> **Direction**
Reproduce word for word the lines of the items starting at the line that contains "Check this image for the presence of any sky." and ending at the final line of the items, with both of those lines included.
+ + + + +
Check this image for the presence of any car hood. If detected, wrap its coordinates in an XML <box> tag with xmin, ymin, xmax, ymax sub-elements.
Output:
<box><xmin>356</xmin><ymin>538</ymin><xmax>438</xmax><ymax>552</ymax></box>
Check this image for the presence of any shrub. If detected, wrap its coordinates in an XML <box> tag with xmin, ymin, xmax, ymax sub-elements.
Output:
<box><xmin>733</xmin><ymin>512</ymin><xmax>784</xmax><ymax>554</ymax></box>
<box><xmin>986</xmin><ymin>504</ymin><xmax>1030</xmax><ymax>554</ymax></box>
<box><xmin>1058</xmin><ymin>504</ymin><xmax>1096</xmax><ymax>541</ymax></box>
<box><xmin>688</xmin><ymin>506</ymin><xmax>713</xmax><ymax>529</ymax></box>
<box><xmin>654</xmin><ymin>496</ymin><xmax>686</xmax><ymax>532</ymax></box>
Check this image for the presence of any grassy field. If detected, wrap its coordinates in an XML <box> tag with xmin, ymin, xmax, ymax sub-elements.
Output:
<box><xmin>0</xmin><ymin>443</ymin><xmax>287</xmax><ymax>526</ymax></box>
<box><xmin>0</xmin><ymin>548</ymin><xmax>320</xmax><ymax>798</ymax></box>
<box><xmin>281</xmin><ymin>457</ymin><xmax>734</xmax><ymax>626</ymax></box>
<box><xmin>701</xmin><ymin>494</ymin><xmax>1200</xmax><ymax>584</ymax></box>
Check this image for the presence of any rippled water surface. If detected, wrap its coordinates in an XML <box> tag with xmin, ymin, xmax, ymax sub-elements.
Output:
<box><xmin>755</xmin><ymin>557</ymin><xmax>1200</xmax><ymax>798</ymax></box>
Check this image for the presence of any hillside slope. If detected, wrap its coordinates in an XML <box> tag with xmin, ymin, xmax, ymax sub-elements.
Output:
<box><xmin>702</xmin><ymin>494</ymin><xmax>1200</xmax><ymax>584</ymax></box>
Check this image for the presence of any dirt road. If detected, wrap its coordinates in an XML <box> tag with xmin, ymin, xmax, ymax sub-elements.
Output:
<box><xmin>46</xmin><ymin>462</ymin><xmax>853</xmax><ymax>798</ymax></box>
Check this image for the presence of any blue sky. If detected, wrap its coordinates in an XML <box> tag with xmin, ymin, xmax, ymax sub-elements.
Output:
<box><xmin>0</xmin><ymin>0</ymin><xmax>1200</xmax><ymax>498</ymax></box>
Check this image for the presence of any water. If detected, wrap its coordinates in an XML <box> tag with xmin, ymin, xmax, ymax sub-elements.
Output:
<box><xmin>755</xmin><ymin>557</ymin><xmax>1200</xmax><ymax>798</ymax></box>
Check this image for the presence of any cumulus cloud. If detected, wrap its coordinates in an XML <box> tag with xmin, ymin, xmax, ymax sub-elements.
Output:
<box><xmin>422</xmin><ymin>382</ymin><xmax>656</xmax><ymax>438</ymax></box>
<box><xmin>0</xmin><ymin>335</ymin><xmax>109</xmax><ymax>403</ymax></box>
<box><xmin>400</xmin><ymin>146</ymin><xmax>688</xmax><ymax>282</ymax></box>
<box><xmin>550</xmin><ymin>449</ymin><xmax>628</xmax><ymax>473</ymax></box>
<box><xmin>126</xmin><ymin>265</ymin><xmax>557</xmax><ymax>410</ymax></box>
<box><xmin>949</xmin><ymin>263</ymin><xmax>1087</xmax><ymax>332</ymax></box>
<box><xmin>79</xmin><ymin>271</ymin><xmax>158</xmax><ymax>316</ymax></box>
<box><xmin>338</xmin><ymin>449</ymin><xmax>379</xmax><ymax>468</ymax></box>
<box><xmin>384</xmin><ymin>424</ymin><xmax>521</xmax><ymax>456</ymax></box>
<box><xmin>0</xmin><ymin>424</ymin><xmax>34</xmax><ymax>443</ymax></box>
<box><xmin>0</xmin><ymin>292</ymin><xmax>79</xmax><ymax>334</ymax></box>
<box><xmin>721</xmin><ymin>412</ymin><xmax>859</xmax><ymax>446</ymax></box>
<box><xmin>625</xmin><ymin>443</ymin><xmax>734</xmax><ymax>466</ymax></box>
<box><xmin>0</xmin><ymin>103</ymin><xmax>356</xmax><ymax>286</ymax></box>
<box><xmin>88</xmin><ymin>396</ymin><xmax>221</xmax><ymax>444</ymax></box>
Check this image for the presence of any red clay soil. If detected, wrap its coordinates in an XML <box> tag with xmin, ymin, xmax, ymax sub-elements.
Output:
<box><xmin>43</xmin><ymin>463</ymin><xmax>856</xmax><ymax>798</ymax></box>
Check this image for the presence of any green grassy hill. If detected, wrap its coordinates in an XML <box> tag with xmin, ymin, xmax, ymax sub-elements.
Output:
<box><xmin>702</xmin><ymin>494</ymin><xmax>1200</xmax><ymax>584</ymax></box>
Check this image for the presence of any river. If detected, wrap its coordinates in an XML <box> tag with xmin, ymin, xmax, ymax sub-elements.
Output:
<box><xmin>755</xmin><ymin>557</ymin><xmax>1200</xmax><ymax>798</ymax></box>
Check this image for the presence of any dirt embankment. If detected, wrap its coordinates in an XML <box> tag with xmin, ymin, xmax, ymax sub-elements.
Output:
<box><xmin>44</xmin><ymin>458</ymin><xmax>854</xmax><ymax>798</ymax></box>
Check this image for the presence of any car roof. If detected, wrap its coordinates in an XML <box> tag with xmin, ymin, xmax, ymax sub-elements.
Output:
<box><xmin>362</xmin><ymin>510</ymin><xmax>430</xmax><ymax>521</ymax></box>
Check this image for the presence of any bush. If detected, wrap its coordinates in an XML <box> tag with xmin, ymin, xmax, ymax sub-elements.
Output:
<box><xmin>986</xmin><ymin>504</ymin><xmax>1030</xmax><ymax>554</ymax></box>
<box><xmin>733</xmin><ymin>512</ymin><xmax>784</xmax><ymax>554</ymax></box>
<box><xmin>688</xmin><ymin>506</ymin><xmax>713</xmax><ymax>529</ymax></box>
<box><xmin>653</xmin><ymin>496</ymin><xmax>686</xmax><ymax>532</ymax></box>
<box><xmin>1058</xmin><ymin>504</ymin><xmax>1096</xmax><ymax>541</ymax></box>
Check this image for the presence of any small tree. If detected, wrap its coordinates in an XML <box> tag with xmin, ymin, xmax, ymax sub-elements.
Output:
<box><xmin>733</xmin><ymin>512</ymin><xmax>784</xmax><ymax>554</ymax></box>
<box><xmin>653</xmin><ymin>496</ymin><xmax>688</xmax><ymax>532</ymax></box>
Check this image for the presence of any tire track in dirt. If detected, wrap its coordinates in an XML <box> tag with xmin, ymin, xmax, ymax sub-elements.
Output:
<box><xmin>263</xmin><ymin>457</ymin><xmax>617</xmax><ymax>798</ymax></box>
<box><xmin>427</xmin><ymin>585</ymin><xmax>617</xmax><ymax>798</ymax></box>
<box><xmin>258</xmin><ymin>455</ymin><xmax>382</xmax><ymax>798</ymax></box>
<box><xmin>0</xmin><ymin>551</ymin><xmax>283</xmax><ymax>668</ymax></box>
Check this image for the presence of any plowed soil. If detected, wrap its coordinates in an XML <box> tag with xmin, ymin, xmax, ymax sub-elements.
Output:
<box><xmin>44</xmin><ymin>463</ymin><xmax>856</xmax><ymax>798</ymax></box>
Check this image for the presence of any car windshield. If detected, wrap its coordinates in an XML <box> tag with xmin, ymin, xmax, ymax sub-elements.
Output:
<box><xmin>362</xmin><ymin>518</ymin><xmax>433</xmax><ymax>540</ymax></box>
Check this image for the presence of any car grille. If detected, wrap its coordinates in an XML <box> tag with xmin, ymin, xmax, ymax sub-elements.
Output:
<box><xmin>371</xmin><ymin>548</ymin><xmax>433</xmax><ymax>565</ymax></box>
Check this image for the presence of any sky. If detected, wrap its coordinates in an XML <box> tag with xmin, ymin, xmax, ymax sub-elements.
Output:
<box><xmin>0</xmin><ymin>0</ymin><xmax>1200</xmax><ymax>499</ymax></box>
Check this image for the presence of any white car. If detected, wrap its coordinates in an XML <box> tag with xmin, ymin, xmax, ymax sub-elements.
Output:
+ + + + +
> **Output of the task**
Check this image for the presence of any sky. If detected, wrap its coordinates in an XML <box> tag with xmin, ymin, xmax, ymax sub-elements.
Output:
<box><xmin>0</xmin><ymin>0</ymin><xmax>1200</xmax><ymax>499</ymax></box>
Check this image for the presence of any white car. If detected, wrap its coordinates in an XML <box> tag with xmin, ymin, xmax, ymax sub-elements.
Output:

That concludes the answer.